**Problem:**
Looking at the data below, report how many lines contain "bark", with no other words.

[Start of Attachment]

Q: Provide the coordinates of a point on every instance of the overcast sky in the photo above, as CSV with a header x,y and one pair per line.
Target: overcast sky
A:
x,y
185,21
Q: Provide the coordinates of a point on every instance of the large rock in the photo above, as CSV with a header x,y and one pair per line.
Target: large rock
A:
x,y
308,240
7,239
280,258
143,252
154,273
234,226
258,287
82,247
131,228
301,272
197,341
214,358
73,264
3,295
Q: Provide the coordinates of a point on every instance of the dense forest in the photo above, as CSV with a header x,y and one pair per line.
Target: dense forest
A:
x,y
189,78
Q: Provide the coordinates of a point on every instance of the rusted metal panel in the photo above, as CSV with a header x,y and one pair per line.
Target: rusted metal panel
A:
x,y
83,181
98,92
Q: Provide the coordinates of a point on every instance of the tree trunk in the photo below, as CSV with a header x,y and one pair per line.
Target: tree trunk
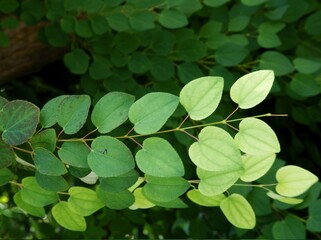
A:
x,y
26,53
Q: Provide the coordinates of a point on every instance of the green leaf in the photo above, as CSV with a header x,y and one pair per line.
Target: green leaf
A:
x,y
305,85
208,201
30,209
238,211
18,121
36,196
110,157
292,201
141,202
72,113
256,137
306,66
172,19
74,154
255,166
7,155
276,61
158,158
48,113
119,183
51,183
77,61
216,182
68,219
83,201
293,180
252,88
201,96
45,139
139,63
111,111
289,228
150,112
191,50
5,176
230,54
313,222
164,189
215,151
47,163
116,200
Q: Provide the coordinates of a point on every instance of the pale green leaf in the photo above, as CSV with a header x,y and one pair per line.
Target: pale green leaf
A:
x,y
294,180
149,113
287,200
158,158
216,182
110,157
255,166
111,111
83,201
251,89
68,219
256,137
238,211
201,96
208,201
215,151
72,113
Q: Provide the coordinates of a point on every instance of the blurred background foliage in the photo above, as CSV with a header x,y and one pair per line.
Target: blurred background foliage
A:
x,y
140,46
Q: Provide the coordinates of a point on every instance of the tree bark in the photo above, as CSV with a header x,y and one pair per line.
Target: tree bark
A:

[End of Attachment]

**Reply to the exercise:**
2